Exercise task
Reproduce the entries below verbatim, beginning with the first line of the entries and ending with the line that contains "16), (98, 16)]]", inclusive. Omit the pictures from your reproduction.

»»

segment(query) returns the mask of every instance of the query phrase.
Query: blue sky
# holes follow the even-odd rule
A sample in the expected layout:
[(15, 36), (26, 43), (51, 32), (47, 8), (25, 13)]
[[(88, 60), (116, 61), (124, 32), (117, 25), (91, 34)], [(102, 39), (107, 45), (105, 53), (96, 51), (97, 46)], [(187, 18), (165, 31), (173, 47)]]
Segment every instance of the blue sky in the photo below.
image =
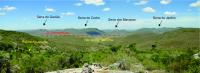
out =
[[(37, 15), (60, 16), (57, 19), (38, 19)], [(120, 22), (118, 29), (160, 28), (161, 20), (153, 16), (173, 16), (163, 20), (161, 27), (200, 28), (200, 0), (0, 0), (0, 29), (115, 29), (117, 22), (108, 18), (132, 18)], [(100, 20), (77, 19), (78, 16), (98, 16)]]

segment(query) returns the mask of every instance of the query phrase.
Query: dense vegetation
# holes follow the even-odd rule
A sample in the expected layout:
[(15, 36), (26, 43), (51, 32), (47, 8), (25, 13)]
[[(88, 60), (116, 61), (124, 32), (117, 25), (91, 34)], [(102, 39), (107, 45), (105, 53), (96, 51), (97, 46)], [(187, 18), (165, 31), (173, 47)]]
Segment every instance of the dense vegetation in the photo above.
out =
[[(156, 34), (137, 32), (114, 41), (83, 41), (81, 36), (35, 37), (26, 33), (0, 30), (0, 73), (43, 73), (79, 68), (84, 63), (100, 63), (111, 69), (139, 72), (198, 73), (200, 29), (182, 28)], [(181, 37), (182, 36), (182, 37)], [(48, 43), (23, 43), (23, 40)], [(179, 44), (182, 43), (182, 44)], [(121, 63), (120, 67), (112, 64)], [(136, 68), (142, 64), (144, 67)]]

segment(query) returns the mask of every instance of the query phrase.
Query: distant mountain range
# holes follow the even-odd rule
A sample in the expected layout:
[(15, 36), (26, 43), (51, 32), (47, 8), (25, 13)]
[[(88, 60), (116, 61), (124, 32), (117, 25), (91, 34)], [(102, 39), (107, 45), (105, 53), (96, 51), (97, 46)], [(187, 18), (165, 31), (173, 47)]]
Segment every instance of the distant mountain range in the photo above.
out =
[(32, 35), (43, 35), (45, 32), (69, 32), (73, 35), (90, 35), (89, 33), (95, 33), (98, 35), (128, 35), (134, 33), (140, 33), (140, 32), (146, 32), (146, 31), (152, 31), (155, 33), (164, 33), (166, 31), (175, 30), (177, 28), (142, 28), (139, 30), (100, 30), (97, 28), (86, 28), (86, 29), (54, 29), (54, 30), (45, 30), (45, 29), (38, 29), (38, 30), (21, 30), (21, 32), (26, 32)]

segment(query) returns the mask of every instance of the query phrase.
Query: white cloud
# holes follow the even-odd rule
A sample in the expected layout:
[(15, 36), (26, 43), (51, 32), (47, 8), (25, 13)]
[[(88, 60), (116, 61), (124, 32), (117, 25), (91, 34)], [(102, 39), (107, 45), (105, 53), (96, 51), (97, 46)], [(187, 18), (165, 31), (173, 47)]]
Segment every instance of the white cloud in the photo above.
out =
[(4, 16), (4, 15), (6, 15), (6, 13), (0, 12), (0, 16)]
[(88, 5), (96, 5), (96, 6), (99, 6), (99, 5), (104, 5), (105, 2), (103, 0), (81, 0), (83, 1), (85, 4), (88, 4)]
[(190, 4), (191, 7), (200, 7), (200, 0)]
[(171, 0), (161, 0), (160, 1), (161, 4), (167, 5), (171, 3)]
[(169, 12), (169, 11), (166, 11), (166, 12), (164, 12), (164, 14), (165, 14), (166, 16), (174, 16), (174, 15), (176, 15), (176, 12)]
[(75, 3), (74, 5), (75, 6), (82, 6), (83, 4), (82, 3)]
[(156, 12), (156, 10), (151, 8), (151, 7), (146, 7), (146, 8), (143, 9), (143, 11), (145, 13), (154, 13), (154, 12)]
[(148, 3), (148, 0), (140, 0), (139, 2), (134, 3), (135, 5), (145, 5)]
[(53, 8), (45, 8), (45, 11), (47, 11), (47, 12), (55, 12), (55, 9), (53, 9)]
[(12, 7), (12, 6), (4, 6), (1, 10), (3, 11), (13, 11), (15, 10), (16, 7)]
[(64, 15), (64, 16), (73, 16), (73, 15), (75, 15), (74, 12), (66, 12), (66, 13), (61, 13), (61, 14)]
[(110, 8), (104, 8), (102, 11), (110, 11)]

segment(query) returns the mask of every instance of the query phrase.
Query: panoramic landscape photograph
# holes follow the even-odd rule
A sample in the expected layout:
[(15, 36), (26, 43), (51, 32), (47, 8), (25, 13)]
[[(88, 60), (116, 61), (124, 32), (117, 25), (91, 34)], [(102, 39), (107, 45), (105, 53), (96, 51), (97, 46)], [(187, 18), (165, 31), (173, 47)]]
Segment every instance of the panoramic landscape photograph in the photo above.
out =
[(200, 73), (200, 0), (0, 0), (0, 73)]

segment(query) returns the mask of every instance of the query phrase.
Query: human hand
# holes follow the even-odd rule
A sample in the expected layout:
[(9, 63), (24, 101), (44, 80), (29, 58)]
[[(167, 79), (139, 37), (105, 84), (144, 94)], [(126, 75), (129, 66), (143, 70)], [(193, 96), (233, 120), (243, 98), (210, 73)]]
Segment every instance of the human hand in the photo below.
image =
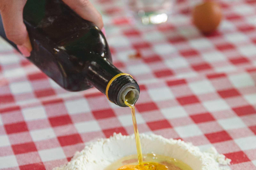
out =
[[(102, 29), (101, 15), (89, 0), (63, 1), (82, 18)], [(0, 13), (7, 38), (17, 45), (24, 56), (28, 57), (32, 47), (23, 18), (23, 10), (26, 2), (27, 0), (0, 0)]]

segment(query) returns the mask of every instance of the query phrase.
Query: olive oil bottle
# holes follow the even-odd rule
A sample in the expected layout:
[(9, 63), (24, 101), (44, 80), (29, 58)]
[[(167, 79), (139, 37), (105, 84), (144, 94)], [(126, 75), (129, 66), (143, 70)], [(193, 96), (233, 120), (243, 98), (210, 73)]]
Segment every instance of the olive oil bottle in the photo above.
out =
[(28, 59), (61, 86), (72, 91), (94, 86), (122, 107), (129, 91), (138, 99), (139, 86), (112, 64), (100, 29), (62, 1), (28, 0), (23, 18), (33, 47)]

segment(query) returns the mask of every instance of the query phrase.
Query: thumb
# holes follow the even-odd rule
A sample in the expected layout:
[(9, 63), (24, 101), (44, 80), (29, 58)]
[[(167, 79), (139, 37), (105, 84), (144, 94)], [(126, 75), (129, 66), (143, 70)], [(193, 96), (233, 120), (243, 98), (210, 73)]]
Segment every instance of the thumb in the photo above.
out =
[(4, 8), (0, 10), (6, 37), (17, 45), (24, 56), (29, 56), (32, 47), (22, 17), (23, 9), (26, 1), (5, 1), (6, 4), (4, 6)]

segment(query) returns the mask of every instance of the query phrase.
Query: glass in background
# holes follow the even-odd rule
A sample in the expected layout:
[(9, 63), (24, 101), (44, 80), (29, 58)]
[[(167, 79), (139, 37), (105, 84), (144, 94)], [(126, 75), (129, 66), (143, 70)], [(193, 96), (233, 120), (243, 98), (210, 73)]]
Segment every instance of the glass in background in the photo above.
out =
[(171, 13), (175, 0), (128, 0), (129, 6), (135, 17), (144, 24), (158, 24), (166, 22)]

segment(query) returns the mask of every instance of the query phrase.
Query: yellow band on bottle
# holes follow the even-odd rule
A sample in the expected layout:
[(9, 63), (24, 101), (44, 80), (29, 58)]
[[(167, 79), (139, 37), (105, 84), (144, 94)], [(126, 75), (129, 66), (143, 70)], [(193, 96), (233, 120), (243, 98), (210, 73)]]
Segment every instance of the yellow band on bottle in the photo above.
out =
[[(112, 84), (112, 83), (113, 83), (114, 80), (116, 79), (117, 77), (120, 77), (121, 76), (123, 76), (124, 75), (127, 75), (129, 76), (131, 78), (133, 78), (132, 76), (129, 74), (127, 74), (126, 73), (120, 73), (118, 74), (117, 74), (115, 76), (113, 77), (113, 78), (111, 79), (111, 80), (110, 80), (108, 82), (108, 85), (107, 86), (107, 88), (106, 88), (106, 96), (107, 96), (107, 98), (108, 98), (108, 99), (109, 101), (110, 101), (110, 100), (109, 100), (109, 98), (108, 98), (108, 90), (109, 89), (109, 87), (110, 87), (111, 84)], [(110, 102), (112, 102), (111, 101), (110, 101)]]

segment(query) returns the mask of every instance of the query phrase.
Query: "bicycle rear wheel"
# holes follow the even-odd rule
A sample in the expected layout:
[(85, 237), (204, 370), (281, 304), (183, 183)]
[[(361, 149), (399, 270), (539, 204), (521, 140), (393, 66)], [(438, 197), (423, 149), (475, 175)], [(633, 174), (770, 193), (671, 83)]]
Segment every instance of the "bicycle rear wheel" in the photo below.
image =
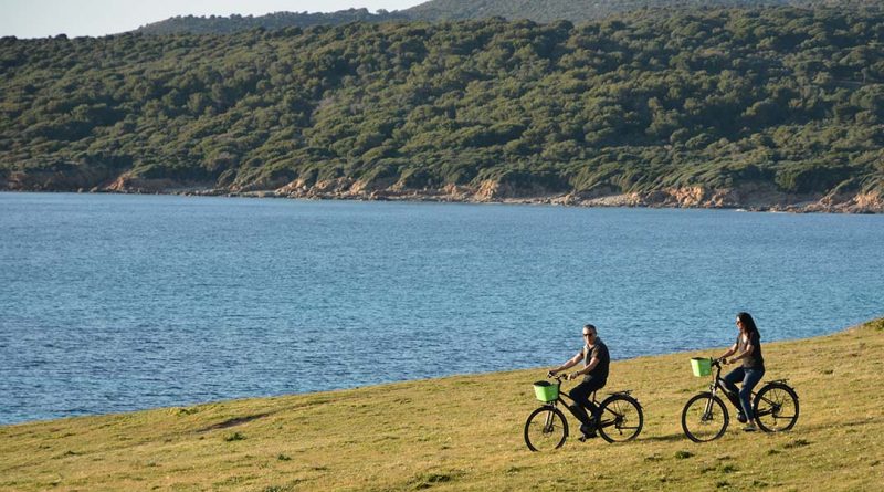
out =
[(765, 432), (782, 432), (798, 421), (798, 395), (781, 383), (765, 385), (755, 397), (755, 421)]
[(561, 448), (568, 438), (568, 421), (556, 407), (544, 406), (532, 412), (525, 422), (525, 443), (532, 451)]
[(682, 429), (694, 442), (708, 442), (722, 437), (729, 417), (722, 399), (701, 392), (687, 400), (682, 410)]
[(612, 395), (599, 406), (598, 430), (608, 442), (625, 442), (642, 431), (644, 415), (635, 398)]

««

Exercise answer
segment(query) returns the mask of every instance of the query phrase.
Query: blue sky
# holes follow the even-odd rule
A sample in the expected layout:
[(15, 36), (26, 43), (51, 32), (47, 8), (25, 13)]
[[(88, 60), (116, 61), (124, 32), (117, 25), (91, 34)], [(102, 39), (107, 45), (105, 53), (96, 51), (97, 46)], [(187, 18), (165, 31), (173, 47)]]
Segment every instance of the blue sky in the photo below.
image =
out =
[[(37, 15), (60, 16), (57, 19), (38, 19)], [(120, 22), (118, 29), (160, 28), (161, 20), (153, 16), (173, 16), (163, 20), (161, 27), (200, 28), (200, 0), (0, 0), (0, 29), (115, 29), (117, 22), (108, 18), (132, 18)], [(100, 20), (77, 19), (78, 16), (98, 16)]]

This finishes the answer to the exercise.